── Excerpted passage

Mathn.rb is unacceptably slow (proposed replacements)

In mathn.rb (ruby 1.8.1), Integer#gcd2 and the Prime class are
unacceptably slow.

(The Integer#gcd2 replacement below is also faster than both Integer#gcd and
Integer#gcd2 in rational.rb, at least on this machine, and might be a nice
replacement for Integer#gcd there.)

Try the following test with the standard mathn and then with the method and class
replacements below it :

require 'mathn'
puts "Finding the GCDs of 10,000 pairs starting at #{Time.now}...."
10000.times { rand(10000).gcd2(rand(10000)) }
puts "Finished with that, now finding the first 10,000 primes at #{Time.now}...."
primes = Prime.new
10000.times { primes.succ }
puts "Finished with that at #{Time.now}...."

Here are replacements for Integer#gcd2 and the Prime class which are effectively
identical (with Prime.cache and Prime#primes_so_far added), but are thousands of
times faster for any kind of heavy use :

# Use a Euclidean GCD algorithm
def gcd2(other)
  min, max = [self.abs, other.abs].sort
  min, max = max % min, min while min > 0
  max
end

class Prime
  include Enumerable
  # These are included as class variables to cache them for later uses. If memory
  # usage is a problem, they can be put in Prime#initialize as instance variables.

  # There must be no primes between @@primes[-1] and @@next_to_check.
  @@primes = [2, 3, 5, 7, 11, 13, 17, 19, 23, 29, 31, 37, 41, 43, 47, 53, 59, 61, 67,
71, 73, 79, 83, 89, 97, 101]
  # @@next_to_check % 6 must be 1.
  @@next_to_check = 103 # @@primes[-1] - @@primes[-1] % 6 + 7
  @@ulticheck_index = 3 # @@primes.index(@@primes.reverse.find {|n|
                                   # n < Math.sqrt(@@next_to_check) })
  @@ulticheck_next_squared = 121 # @@primes[@@ulticheck_index + 1] ** 2
  
  class << self
    # Return the prime cache.

────
── Provided data

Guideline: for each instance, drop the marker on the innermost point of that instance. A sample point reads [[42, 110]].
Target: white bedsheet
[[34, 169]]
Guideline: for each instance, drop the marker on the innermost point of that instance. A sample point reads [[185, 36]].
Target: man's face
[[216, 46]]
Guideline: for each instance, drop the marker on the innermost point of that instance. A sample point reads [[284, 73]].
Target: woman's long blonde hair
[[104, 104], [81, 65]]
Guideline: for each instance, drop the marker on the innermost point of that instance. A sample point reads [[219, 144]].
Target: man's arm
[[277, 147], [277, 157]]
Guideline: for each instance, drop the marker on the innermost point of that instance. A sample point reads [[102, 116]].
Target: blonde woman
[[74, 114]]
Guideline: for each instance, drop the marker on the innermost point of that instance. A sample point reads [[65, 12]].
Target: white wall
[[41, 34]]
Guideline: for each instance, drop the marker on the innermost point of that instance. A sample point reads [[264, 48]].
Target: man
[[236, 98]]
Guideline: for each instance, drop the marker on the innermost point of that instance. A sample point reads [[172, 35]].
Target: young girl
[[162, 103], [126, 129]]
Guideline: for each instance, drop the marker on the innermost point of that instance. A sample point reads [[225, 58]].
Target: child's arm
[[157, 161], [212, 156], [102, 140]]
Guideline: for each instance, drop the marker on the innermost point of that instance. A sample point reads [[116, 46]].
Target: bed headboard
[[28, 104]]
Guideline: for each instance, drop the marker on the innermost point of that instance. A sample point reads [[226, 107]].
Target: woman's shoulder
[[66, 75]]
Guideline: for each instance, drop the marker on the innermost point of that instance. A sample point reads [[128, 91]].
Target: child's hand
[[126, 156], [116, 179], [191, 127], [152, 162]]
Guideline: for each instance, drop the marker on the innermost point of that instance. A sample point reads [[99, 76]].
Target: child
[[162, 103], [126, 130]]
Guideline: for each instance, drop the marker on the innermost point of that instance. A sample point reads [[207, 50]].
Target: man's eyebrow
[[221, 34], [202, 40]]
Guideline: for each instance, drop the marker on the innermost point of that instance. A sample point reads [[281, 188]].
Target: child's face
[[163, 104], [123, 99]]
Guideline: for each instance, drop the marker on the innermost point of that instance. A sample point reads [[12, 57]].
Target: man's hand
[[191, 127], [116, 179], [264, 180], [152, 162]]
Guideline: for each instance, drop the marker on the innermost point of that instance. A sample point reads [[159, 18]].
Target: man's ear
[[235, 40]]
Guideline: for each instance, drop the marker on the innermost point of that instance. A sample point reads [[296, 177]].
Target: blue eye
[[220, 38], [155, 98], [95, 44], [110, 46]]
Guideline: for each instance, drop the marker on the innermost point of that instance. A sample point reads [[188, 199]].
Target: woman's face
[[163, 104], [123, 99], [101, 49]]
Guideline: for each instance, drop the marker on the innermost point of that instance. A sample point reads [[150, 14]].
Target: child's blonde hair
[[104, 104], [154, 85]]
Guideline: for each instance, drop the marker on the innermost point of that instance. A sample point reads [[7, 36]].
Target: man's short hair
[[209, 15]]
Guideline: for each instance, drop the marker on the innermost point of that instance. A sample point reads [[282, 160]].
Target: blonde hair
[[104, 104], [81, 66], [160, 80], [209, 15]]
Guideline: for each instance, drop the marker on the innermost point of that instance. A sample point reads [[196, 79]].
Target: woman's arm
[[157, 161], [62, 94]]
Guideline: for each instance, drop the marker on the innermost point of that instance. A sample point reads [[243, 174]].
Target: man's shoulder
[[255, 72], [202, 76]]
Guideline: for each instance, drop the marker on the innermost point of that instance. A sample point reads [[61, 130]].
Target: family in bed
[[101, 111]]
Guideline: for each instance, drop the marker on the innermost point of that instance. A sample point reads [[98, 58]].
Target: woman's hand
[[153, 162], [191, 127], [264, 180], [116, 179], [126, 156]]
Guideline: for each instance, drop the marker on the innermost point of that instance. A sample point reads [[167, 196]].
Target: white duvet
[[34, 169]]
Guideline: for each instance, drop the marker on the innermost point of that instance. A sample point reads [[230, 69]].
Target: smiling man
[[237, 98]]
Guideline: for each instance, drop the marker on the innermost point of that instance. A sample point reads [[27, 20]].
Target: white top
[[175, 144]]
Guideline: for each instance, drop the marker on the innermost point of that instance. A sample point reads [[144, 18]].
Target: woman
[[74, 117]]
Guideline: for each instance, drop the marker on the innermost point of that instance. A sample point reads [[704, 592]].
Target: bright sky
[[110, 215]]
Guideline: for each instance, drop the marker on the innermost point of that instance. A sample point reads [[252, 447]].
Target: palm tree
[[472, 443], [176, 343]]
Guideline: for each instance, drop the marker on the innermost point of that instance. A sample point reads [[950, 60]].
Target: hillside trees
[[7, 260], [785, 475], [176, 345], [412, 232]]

────

Exercise set:
(1) In the mathn.rb post, which Ruby version is named as having the slow Integer#gcd2 and Prime class?
(2) Rewrite the mathn.rb post starting with "primes = Prime.new" and going on through "def gcd2(other)", putting "Euclid's" in place of "Euclidean".
The material has no role in this exercise.

Responses to the tasks:
(1) Ruby 1.8.1.

(2)
primes = Prime.new
10000.times { primes.succ }
puts "Finished with that at #{Time.now}...."

Here are replacements for Integer#gcd2 and the Prime class which are effectively
identical (with Prime.cache and Prime#primes_so_far added), but are thousands of
times faster for any kind of heavy use :

# Use a Euclid's GCD algorithm
def gcd2(other)